Excerpts of pointing data:

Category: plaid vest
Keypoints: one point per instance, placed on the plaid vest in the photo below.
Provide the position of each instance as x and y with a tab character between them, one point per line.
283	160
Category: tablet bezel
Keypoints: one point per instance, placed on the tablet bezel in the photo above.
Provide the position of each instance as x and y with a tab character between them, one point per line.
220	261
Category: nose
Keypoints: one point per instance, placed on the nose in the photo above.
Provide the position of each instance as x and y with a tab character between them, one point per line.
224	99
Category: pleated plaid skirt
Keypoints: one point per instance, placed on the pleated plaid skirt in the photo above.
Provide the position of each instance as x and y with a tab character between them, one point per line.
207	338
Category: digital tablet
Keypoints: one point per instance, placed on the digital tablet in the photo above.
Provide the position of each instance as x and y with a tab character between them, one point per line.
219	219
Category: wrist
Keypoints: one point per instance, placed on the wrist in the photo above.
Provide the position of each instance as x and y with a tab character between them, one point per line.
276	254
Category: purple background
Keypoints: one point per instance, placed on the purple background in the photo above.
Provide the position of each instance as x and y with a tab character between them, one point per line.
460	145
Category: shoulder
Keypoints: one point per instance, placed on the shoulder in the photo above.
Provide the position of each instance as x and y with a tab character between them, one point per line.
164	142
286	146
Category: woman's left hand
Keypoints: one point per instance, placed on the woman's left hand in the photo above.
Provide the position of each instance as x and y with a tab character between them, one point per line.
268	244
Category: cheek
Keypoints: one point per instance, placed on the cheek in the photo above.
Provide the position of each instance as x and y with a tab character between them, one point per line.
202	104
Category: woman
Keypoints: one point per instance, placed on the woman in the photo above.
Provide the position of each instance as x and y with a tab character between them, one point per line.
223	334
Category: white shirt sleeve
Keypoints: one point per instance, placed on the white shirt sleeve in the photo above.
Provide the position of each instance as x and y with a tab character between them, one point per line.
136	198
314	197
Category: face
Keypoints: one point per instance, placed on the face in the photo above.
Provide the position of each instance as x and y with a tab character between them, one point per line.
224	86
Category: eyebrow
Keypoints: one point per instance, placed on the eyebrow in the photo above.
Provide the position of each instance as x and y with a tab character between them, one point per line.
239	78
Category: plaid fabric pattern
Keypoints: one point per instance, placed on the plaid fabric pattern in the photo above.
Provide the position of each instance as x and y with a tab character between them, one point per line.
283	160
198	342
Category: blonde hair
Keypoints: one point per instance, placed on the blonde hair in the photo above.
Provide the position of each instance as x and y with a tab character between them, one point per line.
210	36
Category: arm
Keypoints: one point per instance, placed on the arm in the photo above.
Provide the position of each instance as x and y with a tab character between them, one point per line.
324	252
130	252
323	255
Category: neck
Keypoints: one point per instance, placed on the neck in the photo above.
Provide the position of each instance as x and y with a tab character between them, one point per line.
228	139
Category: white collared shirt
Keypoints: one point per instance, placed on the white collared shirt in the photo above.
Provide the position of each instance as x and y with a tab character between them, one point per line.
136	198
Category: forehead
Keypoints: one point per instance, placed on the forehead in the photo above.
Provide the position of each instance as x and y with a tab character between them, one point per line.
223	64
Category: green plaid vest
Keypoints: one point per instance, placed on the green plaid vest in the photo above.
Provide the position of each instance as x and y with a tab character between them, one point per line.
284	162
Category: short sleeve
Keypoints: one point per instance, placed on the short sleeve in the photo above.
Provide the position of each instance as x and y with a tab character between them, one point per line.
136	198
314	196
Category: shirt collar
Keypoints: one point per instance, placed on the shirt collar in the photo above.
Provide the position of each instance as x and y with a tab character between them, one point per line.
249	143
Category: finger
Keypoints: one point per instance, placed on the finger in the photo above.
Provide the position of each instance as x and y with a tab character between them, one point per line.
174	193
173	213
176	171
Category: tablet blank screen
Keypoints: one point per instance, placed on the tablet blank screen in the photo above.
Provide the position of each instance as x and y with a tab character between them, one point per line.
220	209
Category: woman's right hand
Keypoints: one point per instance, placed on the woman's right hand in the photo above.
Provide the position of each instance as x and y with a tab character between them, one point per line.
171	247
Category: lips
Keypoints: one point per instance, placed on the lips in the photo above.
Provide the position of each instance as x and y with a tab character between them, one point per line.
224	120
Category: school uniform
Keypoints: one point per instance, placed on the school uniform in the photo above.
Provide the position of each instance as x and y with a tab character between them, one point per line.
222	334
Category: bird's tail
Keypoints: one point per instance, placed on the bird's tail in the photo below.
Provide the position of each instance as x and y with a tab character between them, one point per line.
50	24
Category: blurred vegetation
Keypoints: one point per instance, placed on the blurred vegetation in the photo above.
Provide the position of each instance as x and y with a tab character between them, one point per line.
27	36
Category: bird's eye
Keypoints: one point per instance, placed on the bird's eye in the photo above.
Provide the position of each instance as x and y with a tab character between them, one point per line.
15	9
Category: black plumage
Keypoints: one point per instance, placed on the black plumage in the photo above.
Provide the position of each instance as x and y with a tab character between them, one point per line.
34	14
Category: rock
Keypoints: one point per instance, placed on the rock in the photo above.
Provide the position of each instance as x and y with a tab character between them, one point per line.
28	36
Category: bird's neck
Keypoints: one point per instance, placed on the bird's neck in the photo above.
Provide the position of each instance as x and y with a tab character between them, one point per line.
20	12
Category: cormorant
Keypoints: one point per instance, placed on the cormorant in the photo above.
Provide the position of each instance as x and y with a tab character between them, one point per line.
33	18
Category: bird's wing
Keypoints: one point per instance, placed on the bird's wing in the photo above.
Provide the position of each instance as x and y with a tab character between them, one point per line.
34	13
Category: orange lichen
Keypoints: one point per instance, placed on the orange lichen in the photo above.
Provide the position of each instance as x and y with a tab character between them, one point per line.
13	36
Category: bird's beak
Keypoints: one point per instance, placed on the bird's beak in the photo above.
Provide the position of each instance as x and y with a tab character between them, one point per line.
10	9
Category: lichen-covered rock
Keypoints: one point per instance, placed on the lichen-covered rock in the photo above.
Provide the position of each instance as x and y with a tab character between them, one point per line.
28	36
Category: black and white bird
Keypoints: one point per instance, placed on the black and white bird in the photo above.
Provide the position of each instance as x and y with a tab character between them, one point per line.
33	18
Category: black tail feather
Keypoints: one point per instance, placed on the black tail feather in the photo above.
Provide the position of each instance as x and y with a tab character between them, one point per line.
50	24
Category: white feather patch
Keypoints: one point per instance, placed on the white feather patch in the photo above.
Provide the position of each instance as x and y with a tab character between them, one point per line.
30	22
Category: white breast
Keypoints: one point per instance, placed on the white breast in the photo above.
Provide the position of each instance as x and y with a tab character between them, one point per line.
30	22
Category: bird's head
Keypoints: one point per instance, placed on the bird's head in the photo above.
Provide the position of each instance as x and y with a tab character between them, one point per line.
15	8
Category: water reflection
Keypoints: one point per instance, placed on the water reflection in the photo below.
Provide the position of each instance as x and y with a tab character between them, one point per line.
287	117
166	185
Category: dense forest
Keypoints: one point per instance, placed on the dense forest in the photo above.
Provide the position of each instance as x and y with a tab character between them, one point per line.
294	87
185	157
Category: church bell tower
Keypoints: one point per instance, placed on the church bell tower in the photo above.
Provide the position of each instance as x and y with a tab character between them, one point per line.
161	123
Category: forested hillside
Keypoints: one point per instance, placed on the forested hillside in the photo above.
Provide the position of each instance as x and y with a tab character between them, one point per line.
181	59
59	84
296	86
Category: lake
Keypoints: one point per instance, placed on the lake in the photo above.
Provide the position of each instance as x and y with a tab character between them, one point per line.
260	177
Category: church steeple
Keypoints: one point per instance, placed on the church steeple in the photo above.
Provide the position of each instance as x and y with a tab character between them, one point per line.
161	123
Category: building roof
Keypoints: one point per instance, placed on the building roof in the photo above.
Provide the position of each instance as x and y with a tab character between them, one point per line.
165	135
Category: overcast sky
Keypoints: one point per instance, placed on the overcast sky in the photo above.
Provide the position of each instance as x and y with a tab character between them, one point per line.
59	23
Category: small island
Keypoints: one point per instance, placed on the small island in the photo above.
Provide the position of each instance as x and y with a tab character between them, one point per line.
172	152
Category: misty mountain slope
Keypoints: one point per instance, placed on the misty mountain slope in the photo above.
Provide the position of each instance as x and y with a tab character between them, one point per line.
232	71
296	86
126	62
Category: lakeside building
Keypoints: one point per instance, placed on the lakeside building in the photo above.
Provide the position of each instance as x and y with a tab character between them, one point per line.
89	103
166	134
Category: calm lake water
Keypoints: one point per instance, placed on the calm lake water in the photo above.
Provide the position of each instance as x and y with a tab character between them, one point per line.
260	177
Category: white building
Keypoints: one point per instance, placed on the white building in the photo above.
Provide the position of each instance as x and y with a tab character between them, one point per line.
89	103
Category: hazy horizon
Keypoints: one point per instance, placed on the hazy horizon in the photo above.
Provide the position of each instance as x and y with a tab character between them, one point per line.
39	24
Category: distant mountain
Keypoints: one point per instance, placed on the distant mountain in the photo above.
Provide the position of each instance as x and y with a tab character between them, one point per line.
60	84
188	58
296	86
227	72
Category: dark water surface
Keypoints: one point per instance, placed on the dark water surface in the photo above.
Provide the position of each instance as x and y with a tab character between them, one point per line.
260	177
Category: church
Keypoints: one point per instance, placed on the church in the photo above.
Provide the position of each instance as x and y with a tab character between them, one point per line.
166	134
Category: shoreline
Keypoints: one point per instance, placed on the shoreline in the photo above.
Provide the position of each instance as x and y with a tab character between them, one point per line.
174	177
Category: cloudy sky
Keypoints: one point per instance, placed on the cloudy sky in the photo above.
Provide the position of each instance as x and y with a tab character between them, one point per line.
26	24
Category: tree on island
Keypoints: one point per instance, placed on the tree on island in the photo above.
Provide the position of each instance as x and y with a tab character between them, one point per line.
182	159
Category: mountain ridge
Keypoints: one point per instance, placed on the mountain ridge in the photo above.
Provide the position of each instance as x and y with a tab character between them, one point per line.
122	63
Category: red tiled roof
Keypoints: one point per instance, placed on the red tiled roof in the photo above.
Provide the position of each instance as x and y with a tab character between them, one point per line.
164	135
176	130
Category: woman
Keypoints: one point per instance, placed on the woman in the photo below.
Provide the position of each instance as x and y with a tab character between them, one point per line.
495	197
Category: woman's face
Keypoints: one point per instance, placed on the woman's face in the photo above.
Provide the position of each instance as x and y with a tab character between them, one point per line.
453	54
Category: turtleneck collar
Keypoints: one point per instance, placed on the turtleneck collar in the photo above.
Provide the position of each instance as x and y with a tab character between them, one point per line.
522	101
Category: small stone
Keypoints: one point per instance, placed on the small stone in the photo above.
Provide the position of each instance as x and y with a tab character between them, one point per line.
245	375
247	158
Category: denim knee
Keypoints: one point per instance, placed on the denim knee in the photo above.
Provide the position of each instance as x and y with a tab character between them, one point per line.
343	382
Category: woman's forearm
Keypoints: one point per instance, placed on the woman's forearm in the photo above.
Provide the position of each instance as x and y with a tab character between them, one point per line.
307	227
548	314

## YOUR TASK
Extract, verbatim, the lines from the one containing "Category: tree on island" through the last line of the listing above.

## OUTPUT OF THE TASK
Category: tree on island
Keypoints: one point per instance, placed on the tree on island in the photo above.
Provide the position of each instance as x and y with a tab character between them, one point per line.
182	159
Category: mountain ridge
Keypoints: one point per instance, placed on the mountain ridge in the photo above.
Provide the position of each instance as x and y with a tab character between them, one point per line.
122	63
Category: red tiled roof
Keypoints: one point per instance, placed on the red tiled roof in the photo above.
Provide the position of each instance as x and y with a tab character between them, one point per line.
164	135
176	130
Category: woman
Keypoints: one point per instance, placed on the woman in the photo below.
Provide the position of each instance as x and y with a tab character between them, one point per line.
495	197
Category: woman's face
Keypoints: one point per instance, placed on the woman's face in the photo above.
Provide the position of each instance as x and y with a tab character between them, one point per line.
453	54
Category: turtleneck collar
Keypoints: one point per instance, placed on the turtleneck collar in the photo above.
Provide the position of each instance as x and y with a tab character between them, one point per line.
522	101
Category: small stone
Keypoints: one point per instance, placed on the small stone in the photo above.
Provide the position of each instance as x and y with a tab character between them, one point per line.
245	375
247	158
Category: denim knee
Keypoints: one point per instance, placed on the denim knee in the photo above.
Provide the position of each instance as x and y with a tab character between them, one point per line.
343	382
Category: woman's forearm
Keypoints: one point per instance, placed on the woman's forearm in the photo above.
Provide the position of each instance as x and y with a tab character between them, one point per line.
307	227
548	314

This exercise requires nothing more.